**** Given data ****

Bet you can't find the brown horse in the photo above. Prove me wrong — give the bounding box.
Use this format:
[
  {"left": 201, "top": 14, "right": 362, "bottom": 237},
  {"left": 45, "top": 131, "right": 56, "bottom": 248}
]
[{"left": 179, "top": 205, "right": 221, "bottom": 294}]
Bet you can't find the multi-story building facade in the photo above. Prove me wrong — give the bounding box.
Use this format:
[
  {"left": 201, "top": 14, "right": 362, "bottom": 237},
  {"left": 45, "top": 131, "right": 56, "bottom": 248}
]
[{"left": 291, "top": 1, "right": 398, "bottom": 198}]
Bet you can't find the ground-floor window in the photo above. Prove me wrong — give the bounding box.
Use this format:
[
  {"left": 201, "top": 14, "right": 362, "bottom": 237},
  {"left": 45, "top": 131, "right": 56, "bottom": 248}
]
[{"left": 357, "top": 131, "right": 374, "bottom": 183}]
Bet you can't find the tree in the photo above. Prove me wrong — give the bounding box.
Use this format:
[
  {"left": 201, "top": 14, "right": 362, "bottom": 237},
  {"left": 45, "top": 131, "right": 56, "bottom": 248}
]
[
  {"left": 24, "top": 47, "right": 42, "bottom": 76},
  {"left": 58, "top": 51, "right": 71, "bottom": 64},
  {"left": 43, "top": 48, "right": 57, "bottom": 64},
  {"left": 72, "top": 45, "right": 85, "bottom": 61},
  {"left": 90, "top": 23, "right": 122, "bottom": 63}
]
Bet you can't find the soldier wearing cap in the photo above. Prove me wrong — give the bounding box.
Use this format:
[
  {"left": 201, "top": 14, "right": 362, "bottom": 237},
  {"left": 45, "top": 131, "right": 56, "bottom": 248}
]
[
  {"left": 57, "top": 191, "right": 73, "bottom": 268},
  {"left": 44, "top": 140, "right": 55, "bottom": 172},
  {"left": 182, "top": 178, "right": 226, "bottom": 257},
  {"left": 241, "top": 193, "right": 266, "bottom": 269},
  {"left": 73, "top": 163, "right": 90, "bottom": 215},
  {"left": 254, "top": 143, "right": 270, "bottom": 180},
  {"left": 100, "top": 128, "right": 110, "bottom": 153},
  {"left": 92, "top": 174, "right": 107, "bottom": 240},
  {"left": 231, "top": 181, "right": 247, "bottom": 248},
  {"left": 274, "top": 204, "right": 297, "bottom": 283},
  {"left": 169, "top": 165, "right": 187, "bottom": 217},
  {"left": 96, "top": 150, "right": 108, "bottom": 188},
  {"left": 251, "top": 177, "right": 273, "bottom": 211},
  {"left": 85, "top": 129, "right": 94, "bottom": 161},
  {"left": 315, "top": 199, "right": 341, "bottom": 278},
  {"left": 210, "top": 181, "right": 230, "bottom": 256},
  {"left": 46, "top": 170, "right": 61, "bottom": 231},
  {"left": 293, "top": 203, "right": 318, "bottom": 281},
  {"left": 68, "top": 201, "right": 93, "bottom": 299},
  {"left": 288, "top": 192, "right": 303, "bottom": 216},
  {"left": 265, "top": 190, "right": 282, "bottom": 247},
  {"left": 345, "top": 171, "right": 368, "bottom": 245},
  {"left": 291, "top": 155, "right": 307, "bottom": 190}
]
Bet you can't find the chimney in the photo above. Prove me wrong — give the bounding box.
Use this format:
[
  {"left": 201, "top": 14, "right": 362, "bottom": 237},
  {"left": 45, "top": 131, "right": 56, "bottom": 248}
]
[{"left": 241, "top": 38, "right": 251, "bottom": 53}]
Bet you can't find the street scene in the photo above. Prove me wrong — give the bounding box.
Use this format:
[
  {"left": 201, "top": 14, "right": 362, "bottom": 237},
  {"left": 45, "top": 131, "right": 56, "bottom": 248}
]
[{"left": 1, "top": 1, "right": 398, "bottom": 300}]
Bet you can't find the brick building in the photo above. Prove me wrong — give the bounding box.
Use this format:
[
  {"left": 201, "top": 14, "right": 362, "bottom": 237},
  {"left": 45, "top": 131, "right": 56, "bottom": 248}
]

****

To be done -> Pick out and copy every line in the rows above that contains the word "building".

Response to this task ->
Bet you can't find the multi-story building facade in the photo above. Prove me wrong — give the bounding box.
Bet you can't find the brick building in the photo above. Prove me wrong — give the bounding box.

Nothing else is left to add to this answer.